(Saved entries)
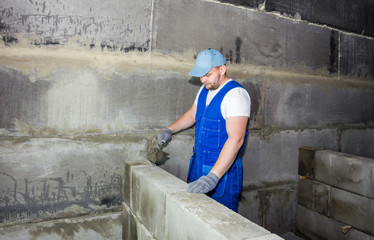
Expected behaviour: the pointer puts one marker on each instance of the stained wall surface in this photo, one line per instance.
(71, 68)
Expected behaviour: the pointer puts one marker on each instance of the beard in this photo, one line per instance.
(211, 86)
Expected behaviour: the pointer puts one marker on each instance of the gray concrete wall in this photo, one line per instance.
(103, 226)
(72, 68)
(56, 177)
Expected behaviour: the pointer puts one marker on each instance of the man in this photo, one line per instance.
(221, 111)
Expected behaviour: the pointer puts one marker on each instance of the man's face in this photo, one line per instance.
(213, 79)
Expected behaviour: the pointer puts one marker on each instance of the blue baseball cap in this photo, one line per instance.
(205, 60)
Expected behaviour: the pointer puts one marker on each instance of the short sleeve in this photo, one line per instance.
(237, 102)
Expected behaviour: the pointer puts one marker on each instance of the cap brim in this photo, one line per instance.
(199, 71)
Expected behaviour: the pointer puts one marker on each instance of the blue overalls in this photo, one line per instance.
(210, 136)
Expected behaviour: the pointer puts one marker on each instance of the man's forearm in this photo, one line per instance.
(227, 156)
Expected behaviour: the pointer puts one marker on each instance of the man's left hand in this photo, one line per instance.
(204, 184)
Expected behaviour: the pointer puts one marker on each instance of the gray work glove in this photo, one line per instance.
(204, 184)
(164, 137)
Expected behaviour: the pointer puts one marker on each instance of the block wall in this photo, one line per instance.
(86, 67)
(157, 206)
(335, 190)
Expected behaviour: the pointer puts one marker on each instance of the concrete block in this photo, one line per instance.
(120, 25)
(314, 195)
(352, 209)
(104, 226)
(250, 206)
(272, 208)
(265, 237)
(273, 160)
(127, 183)
(108, 105)
(316, 226)
(356, 56)
(251, 4)
(189, 216)
(347, 15)
(344, 171)
(129, 228)
(149, 188)
(259, 39)
(290, 105)
(306, 161)
(45, 178)
(358, 142)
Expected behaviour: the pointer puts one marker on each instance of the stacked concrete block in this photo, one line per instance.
(159, 207)
(337, 189)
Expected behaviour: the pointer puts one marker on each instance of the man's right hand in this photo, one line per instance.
(164, 137)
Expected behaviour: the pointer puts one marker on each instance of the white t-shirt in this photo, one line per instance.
(235, 103)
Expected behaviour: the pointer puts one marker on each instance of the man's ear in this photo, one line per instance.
(222, 69)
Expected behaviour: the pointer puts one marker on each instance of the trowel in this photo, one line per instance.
(157, 156)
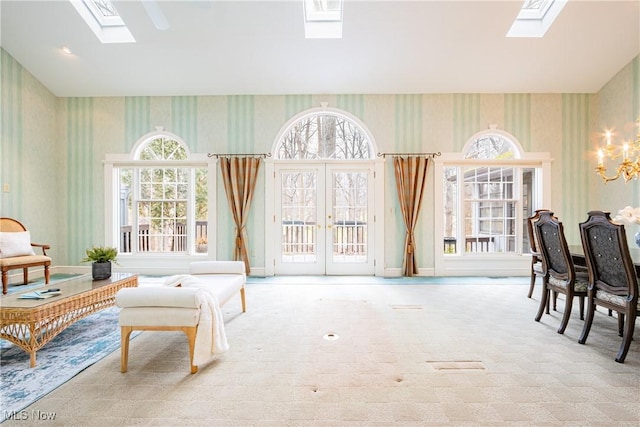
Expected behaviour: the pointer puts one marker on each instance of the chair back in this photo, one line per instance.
(533, 239)
(607, 255)
(11, 225)
(556, 258)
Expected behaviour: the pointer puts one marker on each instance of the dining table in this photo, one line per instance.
(577, 253)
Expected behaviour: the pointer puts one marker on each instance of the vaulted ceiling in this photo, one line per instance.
(218, 47)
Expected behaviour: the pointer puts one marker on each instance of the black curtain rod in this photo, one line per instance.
(218, 155)
(432, 155)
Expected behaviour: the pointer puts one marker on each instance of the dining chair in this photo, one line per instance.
(559, 271)
(612, 279)
(536, 258)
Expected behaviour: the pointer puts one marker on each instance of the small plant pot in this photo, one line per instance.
(101, 270)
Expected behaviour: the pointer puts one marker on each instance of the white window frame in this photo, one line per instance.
(270, 187)
(156, 263)
(492, 264)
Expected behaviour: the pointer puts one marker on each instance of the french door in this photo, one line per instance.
(324, 218)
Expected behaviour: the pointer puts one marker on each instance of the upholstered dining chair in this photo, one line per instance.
(560, 275)
(612, 279)
(536, 258)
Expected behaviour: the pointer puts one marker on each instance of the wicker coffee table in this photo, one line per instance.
(30, 324)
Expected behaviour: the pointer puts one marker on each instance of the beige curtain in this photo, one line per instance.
(240, 175)
(411, 177)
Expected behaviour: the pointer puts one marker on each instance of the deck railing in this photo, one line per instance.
(299, 237)
(178, 243)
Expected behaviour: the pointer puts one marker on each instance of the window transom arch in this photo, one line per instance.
(161, 198)
(324, 134)
(492, 144)
(160, 145)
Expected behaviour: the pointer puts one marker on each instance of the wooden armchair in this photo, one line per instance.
(16, 251)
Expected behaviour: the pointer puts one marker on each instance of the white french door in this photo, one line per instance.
(324, 218)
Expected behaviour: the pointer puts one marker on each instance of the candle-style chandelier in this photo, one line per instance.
(628, 151)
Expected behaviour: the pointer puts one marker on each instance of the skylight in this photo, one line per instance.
(323, 19)
(103, 19)
(535, 18)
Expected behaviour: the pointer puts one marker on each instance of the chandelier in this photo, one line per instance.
(628, 168)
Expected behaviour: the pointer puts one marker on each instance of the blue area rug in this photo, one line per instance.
(38, 282)
(73, 350)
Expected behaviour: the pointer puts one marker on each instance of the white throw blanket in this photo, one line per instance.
(211, 338)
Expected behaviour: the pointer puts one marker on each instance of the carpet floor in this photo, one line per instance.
(375, 355)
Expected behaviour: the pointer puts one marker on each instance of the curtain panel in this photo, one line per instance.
(411, 178)
(240, 175)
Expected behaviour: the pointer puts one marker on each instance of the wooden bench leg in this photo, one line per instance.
(125, 333)
(5, 281)
(191, 337)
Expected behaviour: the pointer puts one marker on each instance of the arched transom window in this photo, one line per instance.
(324, 135)
(488, 195)
(162, 199)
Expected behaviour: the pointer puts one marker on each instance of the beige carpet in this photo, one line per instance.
(367, 355)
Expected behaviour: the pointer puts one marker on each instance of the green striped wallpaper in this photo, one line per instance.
(466, 119)
(137, 119)
(408, 123)
(184, 120)
(294, 104)
(400, 122)
(83, 225)
(240, 122)
(517, 118)
(11, 149)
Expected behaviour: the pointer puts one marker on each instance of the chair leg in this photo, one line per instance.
(125, 332)
(626, 339)
(191, 337)
(621, 317)
(5, 281)
(581, 302)
(591, 308)
(544, 300)
(532, 284)
(566, 315)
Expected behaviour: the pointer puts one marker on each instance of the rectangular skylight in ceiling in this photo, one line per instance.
(323, 19)
(103, 19)
(535, 18)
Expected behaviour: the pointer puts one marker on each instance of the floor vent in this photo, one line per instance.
(406, 307)
(457, 365)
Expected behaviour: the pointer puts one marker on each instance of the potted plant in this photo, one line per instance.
(101, 258)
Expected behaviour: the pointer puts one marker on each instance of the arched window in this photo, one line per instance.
(162, 199)
(324, 135)
(488, 195)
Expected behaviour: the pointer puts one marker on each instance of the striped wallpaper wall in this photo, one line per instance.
(84, 226)
(401, 122)
(11, 150)
(137, 119)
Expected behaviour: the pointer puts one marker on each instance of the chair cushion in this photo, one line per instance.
(612, 298)
(222, 286)
(217, 267)
(158, 316)
(537, 267)
(159, 297)
(14, 244)
(580, 284)
(21, 261)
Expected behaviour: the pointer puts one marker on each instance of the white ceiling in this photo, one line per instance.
(217, 47)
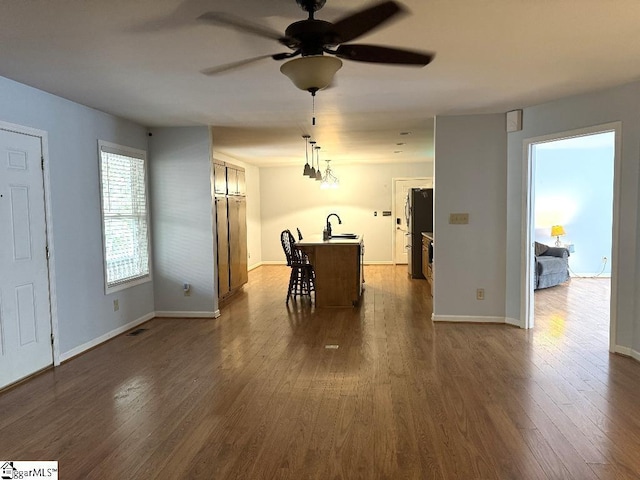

### WHAT THE TASK ASKS
Reproduce every line above word for word; no images.

### ANSWER
Expected behaviour: the pointer puts one marker on each instance of the stained wall surface in this photo, one line per instance.
(71, 68)
Expected behaviour: the pointer puts one marker on each instance of the beard in this photo, one line per instance.
(211, 86)
Expected behaviour: the pointer puts one marker on each instance of the gray concrete wall in this photo, one line per instance.
(103, 226)
(72, 68)
(56, 177)
Expected behaviour: the pointer puts one marker on each instance of the man in this photo, one line per instance.
(221, 111)
Expected behaviour: the pointer puts one marker on each instance of the man's face in this photo, one line per instance.
(213, 79)
Expected behaviour: the pointer puts one marker on each instance of the blue baseball cap in this photo, one line per instance.
(205, 60)
Expected behaviour: the pointer puts one marker on each instance of the short sleeve in this photo, one line per instance.
(237, 102)
Expected behaviour: the pointer puts one marker on each instance of the cap brim in this photo, one line per instance.
(199, 71)
Expected behaviour: the pointer puts one marker on each instance of the blue overalls in this photo, one line per instance.
(210, 136)
Expected behaviour: the pointer puts one marker on each instance of the man's forearm in this photo, one line per instance.
(227, 156)
Expected behaviour: the pointer puts one marker on each instance of the man's left hand in this photo, one line per instance.
(204, 184)
Expected behaviour: the pointer puts one marker on each instance of the gray work glove in this photo, one line per instance.
(204, 184)
(164, 137)
Expected behaviour: the pointer puts one marker on each instance of the block wall in this photo, one line per instance.
(86, 67)
(157, 206)
(335, 190)
Expected behaviour: the pointer puts one marker on each instance of the concrete block in this photo, one line per instance.
(120, 25)
(314, 195)
(352, 209)
(104, 226)
(250, 206)
(272, 208)
(265, 237)
(273, 160)
(127, 183)
(108, 105)
(316, 226)
(356, 56)
(251, 4)
(189, 216)
(347, 15)
(344, 171)
(129, 228)
(149, 188)
(259, 39)
(290, 105)
(306, 161)
(45, 178)
(358, 142)
Expected behaviour: the pointer puts one marker on each instance of the stacked concrete block in this photo, one line per instance.
(159, 207)
(337, 189)
Expected behaviour: the pointer puts one marker on each instance of the man's right hand in this photo, one line per instance.
(164, 137)
Expected behaviour: the pointer puts one marker on each instance of the white t-shirt in this photo, one line per instance.
(235, 103)
Expected behaviour: the pointer puts one marker on each instance of the man's ear in this photo, one line per instance.
(222, 69)
Expected behaviour: the pointer puts one marker on each instance of the trowel in this photo, one line per instance.
(157, 156)
Expected behaviour: the pointer puts one marker on each instance of the chair back in this photo, one line per instance.
(533, 239)
(607, 255)
(11, 225)
(556, 258)
Expected behaviour: the pointer puts one marker on each instance of the dining table in this photo, one line per instance.
(577, 253)
Expected behaviour: the pointer puts one marker on each instance of the vaulted ceiling in this photo, one line per instance.
(218, 47)
Expected behaviour: the pointer puts one marker on each instance of the black curtain rod in this photo, one line per instance.
(218, 155)
(432, 155)
Expected behaviour: the pointer puts one marker on each instance of the dining chair in this photo, one line per instance.
(559, 271)
(612, 279)
(536, 258)
Expected behaviour: the pointer puts one marker on each instance of the small plant pot in this photo, one line per instance.
(101, 270)
Expected behaviour: the pointer puts one marker on each instance of the white window frame in this photo, one line per instance.
(270, 187)
(156, 263)
(492, 264)
Expected behaviour: the pointer puts one marker on each instance of the french door in this photo, one line per instance.
(324, 218)
Expected behaviour: the pointer puts one marker on each instance of the upholstered dining chair in this photo, one line per instance.
(560, 275)
(612, 279)
(536, 258)
Expected behaviour: the pointer puts one marker on each instance of the wicker coffee table in this photo, one line per instance.
(30, 324)
Expected behaviour: the pointer puts one marker on each instance of the beige curtain in this photo, one line per instance.
(240, 175)
(411, 177)
Expected behaviour: the pointer puts one marker on each instance of the deck railing in this photo, one line per instance.
(299, 237)
(178, 243)
Expected behaviour: the pointer puts one marker on each instance of the window transom arch in this photo, one line per instance.
(161, 198)
(324, 134)
(492, 144)
(160, 145)
Expected behaviour: the pointer puts one marker on each instance of the wooden armchair in this photo, one line per instance.
(16, 251)
Expected behaviour: the pointer puts one marker on each instance of the white french door in this photo, one line per instance.
(324, 218)
Expected behaviour: the pointer puts one marker on each instance of the candle-style chandelier in this photo, one line per instance.
(628, 151)
Expected behaviour: the pointer puts one marker on each instance of the skylight in this photo, one line per instance.
(323, 19)
(103, 19)
(535, 18)
Expected behaviour: the pointer puts one marker on each instance of the chandelier in this photo, one line per instance.
(628, 168)
Expected behaviour: the pointer puts one marker on each instance of the blue area rug in this photo, one line per instance.
(38, 282)
(73, 350)
Expected behaviour: the pointer puts one marker on each instance of the white throw blanket in this photo, one line per instance.
(211, 338)
Expected behaviour: the pointer puts one marker on each instance of the carpet floor in this photo, one line per instance.
(375, 355)
Expected behaviour: the pointer puts one marker on each instance of the curtain panel in this photo, one line per instance.
(411, 178)
(240, 175)
Expected behaviour: the pointer puts one marker on each instance of the wooden bench leg in this photo, one line per instance.
(125, 333)
(5, 281)
(191, 337)
Expected behaviour: the pointer puts one marker on each instance of the arched transom window in this photo, one line per instance.
(324, 135)
(488, 195)
(162, 199)
Expected behaviour: the pointer puts one marker on each instance of the beige carpet in this photo, one line per instance.
(367, 355)
Expected behaviour: the pointer puts one marker on each instance of the green striped wallpaper in this photo, one line per instance.
(466, 119)
(137, 119)
(408, 123)
(184, 120)
(294, 104)
(400, 122)
(83, 225)
(240, 122)
(517, 118)
(11, 149)
Expected behaviour: the pointer puts one marker on each instance of the chair leg in this photo, one line per instance.
(125, 332)
(626, 339)
(191, 337)
(621, 317)
(5, 281)
(581, 302)
(591, 308)
(544, 300)
(532, 284)
(566, 315)
Expected behaviour: the pointer puts one marker on each instance of the rectangular skylight in ceiling in this photo, one line per instance.
(323, 19)
(103, 19)
(535, 18)
Expected behaviour: the pointer puts one marker on each instance of the floor vent in this photo, one line per instance.
(406, 307)
(457, 365)
Expected behaviour: the pointer puts one marker on each instance of the potted plant in this photo, one line per instance.
(101, 258)
Expected behaviour: the pointer puts one marker on each instance of the arched window in this photo, one line per instance.
(162, 199)
(324, 135)
(488, 195)
Expected behaviour: the pointer puts one marker on each instance of the striped wallpaper wall in this photo, one line per instance.
(84, 226)
(401, 122)
(11, 150)
(137, 119)
Expected behaviour: the pointer puts one marker on each instance of the chair cushion in this photo, one line per instance.
(612, 298)
(222, 286)
(217, 267)
(158, 316)
(537, 267)
(159, 297)
(14, 244)
(580, 284)
(21, 261)
Expected behaviour: the pointer puts one marker on each instance of the white ceiling in this photo, one line per instance.
(217, 47)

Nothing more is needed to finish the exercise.